INSTRUCTIONS TO FOLLOW: Without the images, repeat every line of the listing exactly.

EXERCISE MATERIALS:

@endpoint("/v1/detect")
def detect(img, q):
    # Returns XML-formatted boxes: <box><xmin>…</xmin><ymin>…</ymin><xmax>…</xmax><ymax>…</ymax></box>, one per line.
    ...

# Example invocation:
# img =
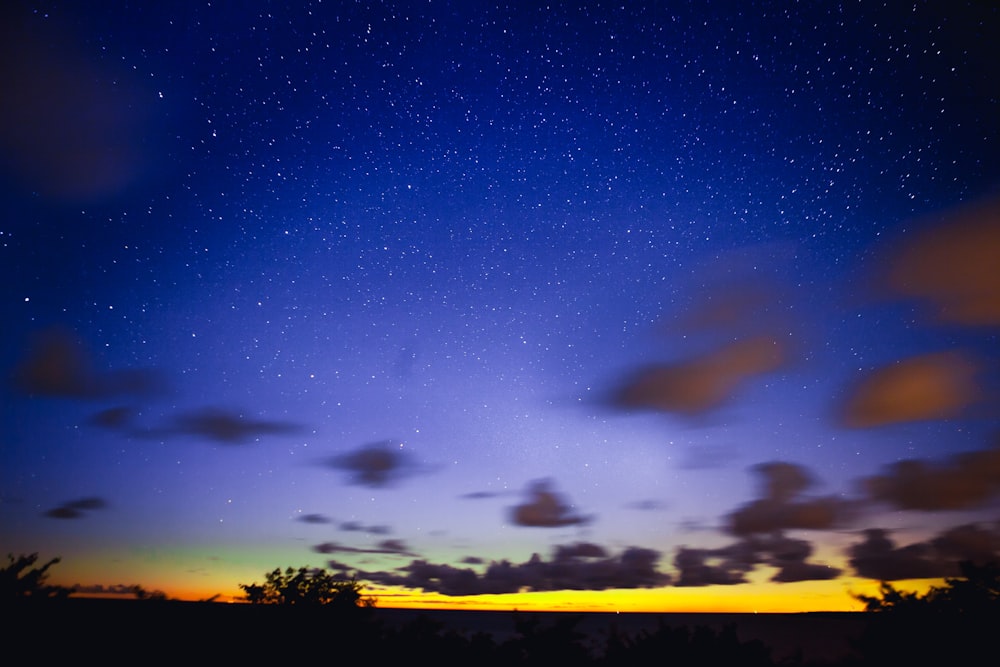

SOLUTION TO THE EXERCISE:
@endpoint("/v1/detect")
def detect(img, q):
    # Returns XML-formatted boxes: <box><xmin>…</xmin><ymin>…</ymin><xmax>…</xmax><ymax>…</ymax></box>, one per line.
    ...

# Example invocation:
# img =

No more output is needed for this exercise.